### EXERCISE REQUIREMENTS
Please output the entries below exactly as they are.

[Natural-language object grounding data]
┏━━
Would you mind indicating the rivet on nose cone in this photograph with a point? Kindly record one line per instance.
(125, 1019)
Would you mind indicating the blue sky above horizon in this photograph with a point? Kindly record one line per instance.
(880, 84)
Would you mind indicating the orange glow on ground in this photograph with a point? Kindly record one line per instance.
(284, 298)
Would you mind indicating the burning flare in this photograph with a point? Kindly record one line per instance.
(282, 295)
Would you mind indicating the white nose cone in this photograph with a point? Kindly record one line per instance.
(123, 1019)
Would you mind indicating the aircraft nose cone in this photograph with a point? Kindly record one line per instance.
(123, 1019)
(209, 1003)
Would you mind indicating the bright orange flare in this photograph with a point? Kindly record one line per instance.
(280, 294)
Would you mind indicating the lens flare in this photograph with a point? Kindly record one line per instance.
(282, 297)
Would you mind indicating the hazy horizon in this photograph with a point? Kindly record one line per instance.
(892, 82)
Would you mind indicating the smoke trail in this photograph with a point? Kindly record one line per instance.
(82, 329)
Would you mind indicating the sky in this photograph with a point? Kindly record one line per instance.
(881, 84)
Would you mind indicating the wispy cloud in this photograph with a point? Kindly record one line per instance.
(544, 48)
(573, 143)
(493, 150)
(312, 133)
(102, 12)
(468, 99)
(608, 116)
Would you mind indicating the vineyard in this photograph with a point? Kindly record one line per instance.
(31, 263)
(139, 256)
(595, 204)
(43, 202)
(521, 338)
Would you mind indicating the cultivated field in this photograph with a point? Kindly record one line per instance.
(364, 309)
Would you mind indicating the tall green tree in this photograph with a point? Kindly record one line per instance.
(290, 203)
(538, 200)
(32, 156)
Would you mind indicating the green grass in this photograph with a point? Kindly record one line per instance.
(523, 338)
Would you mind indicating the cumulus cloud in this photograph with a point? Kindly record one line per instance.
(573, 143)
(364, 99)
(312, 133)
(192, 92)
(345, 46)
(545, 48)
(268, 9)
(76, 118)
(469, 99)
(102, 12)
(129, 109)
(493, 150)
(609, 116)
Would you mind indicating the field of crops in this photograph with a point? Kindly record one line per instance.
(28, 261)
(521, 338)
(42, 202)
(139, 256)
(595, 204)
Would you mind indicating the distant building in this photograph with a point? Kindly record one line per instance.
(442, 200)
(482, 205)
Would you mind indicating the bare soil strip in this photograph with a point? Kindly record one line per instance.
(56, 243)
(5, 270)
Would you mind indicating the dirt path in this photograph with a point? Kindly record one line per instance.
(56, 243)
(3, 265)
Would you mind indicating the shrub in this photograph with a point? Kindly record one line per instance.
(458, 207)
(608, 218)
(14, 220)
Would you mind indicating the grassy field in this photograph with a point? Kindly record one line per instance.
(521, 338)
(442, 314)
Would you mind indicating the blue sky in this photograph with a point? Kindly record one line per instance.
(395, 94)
┗━━
### REPLY
Would you mind indicating the rivet on nose cone in this photograph with a point? Kindly record one line per instance.
(125, 1019)
Would you mind indicating the blue sky above horizon in this photograph with a point? Kindly record one line per instance.
(880, 84)
Would you mind indicating the orange glow on ground in this photograph with a point? Kindly record one line per instance.
(284, 298)
Would you mind indicating the burning flare in this photograph with a point? Kindly record one line per instance.
(282, 295)
Would you mind indicating the white nose cone in this photograph with a point? Kindly record one line per instance.
(123, 1019)
Would you mind indicating the aircraft nose cone in this photograph with a point? Kindly record one line per instance.
(123, 1019)
(209, 1003)
Would you mind indicating the bright orange flare in this photograph with a point? Kindly record one line per instance.
(280, 294)
Would you mind indicating the lens flare in this photograph with a point? Kindly record one line per instance.
(282, 297)
Would you mind indicating the hazy horizon in this photograph with a point? Kindly record one line per instance.
(892, 82)
Would you mind indicating the smoke trail in this photograph with a point? Kindly record one line per instance.
(82, 329)
Would you mind indicating the sky in this photograph with a point? Kindly record one line per instance.
(881, 84)
Would you mind indicating the wispy cloud in this photograph with a point? Kindly record one line per instance.
(544, 48)
(573, 143)
(493, 150)
(312, 133)
(102, 12)
(468, 99)
(608, 116)
Would you mind indicating the vineyard in this photograph with a point? Kindly record one line per instance.
(31, 263)
(139, 256)
(595, 204)
(43, 202)
(521, 338)
Would you mind indicating the cultivated field in this photograph with a point? Kindly record one line per instance.
(364, 309)
Would you mind indicating the tall green tree in this photograph with a point? Kindly record one line per instance.
(290, 203)
(538, 200)
(32, 156)
Would you mind indicating the green grass in this photograph with a point? Kindly record one line per instance.
(523, 338)
Would you mind indicating the cumulus cloud in this photograph with a point? Kindly record one line per instance.
(573, 143)
(364, 99)
(312, 133)
(192, 92)
(345, 46)
(545, 48)
(268, 9)
(76, 118)
(469, 99)
(102, 12)
(129, 109)
(493, 150)
(609, 116)
Would you mind indicating the field of crops in this photograph with a point? Kindly record one line per instance.
(28, 261)
(521, 338)
(42, 202)
(139, 256)
(595, 204)
Would you mind indicating the distant building in this photograph with a point? Kindly record one line per instance.
(442, 200)
(482, 205)
Would you mind indicating the bare soil strip in this photograph with a point? Kindly record one line per instance.
(56, 243)
(5, 270)
Would you mind indicating the dirt path in this photograph with a point? Kindly record one line per instance.
(56, 243)
(3, 265)
Would you mind indicating the shrub in this photograph with a point? Kindly record one line per instance.
(458, 207)
(608, 218)
(14, 220)
Would you mind indicating the grassy field in this photograph with a point? Kindly record one line per instance.
(521, 338)
(442, 314)
Would you mind indicating the blue sky in this photograph with a point? Kindly record one line per instance.
(395, 94)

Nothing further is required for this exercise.